- _Extracted information_:
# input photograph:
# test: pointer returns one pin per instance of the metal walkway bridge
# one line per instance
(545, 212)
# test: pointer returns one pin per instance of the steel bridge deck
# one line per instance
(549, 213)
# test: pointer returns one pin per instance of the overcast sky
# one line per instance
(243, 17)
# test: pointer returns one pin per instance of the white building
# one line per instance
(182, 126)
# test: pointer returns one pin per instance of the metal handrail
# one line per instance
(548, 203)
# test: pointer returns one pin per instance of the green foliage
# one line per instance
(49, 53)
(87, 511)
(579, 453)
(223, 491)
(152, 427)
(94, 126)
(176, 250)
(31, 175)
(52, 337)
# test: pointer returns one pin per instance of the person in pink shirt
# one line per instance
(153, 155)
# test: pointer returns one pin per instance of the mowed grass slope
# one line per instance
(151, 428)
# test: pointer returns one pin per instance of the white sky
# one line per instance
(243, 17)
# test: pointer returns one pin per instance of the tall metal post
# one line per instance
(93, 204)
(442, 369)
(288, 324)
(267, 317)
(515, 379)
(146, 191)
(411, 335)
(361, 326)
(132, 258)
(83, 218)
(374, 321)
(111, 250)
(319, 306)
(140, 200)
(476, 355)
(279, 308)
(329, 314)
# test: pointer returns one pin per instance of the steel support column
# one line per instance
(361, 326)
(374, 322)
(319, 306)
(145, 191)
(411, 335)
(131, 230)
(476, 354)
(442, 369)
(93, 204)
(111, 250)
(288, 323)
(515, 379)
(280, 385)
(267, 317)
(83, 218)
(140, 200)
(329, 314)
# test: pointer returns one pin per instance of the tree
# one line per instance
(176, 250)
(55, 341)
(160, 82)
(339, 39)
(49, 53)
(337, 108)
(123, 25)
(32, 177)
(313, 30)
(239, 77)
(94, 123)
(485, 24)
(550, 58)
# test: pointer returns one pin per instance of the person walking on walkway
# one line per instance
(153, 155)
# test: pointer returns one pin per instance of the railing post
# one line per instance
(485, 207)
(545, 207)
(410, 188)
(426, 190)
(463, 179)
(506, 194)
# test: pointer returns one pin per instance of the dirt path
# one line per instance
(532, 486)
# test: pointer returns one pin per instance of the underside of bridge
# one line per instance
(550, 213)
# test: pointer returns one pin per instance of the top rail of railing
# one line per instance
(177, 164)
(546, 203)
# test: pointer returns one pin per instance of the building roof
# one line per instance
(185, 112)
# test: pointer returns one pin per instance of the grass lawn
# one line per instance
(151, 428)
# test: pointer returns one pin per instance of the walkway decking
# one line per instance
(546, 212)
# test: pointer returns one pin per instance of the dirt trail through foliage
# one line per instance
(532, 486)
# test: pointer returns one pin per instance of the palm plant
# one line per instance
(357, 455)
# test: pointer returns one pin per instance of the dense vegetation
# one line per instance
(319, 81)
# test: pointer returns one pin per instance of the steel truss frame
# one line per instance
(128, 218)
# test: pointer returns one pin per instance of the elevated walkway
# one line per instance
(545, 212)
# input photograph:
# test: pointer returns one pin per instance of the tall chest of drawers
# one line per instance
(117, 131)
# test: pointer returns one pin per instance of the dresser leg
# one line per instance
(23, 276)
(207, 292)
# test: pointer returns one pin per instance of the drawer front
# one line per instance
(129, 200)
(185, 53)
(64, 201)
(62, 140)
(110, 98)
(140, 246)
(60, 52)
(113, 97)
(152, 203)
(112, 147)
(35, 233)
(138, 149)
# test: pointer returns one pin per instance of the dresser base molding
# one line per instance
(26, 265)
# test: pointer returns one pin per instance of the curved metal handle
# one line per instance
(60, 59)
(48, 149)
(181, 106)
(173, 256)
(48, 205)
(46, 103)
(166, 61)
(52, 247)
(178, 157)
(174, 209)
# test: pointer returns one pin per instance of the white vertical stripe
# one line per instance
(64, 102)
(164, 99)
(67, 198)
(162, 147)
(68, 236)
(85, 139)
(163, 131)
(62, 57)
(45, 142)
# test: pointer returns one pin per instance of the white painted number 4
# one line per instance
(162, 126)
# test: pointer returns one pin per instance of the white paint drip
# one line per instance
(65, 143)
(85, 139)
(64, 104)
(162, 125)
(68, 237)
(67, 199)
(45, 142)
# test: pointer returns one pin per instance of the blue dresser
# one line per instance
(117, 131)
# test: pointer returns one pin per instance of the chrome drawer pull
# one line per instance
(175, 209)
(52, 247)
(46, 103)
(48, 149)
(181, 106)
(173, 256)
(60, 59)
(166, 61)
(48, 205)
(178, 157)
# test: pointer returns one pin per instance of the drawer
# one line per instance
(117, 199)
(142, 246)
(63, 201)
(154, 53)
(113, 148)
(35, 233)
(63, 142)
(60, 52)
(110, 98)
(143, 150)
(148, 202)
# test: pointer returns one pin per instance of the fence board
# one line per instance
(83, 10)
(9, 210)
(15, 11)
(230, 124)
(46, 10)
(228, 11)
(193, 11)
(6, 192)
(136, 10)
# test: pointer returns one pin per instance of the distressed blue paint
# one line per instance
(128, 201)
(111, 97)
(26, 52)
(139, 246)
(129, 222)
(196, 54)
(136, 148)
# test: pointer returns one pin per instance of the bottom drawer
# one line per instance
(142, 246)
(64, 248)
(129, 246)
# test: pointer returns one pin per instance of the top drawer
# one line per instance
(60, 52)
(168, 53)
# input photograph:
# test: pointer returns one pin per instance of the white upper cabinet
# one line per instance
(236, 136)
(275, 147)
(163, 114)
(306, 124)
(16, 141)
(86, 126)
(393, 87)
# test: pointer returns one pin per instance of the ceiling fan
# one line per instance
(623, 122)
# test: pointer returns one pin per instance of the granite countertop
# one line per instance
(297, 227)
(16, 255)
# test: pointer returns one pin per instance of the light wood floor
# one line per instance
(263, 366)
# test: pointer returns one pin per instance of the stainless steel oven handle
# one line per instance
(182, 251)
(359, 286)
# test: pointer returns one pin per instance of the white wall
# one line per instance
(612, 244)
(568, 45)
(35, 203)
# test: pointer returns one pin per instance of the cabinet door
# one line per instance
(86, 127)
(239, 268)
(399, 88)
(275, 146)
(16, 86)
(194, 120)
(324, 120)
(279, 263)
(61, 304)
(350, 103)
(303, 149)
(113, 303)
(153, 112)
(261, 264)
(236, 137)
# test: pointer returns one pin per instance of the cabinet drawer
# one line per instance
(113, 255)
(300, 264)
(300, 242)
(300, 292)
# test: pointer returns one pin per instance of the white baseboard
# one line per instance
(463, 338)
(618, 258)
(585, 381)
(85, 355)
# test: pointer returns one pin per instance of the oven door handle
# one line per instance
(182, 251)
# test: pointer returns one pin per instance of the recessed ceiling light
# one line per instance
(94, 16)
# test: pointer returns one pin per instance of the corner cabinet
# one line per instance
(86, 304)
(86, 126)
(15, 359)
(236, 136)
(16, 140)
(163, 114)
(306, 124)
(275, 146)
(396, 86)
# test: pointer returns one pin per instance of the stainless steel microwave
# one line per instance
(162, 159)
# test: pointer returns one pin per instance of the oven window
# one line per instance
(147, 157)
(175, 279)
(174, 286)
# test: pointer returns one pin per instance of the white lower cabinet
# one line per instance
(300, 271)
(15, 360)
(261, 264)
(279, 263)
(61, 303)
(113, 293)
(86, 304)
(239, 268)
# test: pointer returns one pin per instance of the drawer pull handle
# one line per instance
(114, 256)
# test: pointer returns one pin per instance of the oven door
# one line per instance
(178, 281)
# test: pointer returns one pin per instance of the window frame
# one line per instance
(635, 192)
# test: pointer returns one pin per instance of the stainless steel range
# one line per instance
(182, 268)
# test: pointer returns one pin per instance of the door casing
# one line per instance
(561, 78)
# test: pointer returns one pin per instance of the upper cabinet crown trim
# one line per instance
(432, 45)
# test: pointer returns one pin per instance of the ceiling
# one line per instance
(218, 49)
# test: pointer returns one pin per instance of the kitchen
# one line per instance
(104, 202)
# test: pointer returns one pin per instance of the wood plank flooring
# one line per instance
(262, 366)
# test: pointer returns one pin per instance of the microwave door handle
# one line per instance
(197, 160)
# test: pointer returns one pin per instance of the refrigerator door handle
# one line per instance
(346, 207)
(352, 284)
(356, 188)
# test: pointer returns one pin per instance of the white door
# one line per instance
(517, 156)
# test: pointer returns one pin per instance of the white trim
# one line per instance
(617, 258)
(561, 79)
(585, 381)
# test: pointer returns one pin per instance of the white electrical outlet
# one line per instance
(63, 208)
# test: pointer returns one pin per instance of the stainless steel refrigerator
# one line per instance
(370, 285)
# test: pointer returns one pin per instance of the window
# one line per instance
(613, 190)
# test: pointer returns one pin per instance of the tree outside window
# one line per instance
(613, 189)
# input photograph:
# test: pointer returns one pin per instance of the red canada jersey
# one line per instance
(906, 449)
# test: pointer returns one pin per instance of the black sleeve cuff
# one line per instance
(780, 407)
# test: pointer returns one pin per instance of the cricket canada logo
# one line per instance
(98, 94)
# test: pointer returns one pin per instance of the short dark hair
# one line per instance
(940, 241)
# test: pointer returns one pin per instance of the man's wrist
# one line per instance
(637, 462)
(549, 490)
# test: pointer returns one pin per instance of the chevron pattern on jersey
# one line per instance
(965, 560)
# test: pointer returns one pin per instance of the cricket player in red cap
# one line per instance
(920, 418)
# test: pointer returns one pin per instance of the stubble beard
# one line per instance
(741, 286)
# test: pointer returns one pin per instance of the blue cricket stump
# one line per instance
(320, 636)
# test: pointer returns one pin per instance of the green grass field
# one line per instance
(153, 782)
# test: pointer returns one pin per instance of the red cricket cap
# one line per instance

- _Given request_: Write out only the final block of lines, starting at the line with "tree outside window" and running to the end of the material.

- _Response to this task_:
# test: pointer returns one pin per instance of the tree outside window
# one line per instance
(613, 189)
# input photograph:
# test: pointer returns one pin per instance of the red canada jersey
# one line per instance
(906, 449)
# test: pointer returns one pin per instance of the black sleeve cuff
# one line per instance
(780, 407)
# test: pointer returns one pin per instance of the cricket canada logo
# one line per instance
(98, 94)
# test: pointer returns one pin per instance of the short dark hair
# one line per instance
(940, 241)
# test: pointer returns one pin per instance of the man's wrist
# one line per instance
(637, 462)
(549, 490)
# test: pointer returns one pin per instance of the chevron pattern on jersey
# one line per instance
(965, 560)
# test: pointer returns one pin per instance of the cricket player in red cap
# one line per instance
(920, 418)
# test: pointer returns one pin per instance of the stubble beard
# one line per instance
(741, 286)
# test: pointer returns one pin per instance of the blue cricket stump
# one line per instance
(320, 636)
# test: pointer returns one pin per instance of the green grass field
# one line per instance
(153, 782)
# test: pointer returns one pin per instance of the red cricket cap
# one line per instance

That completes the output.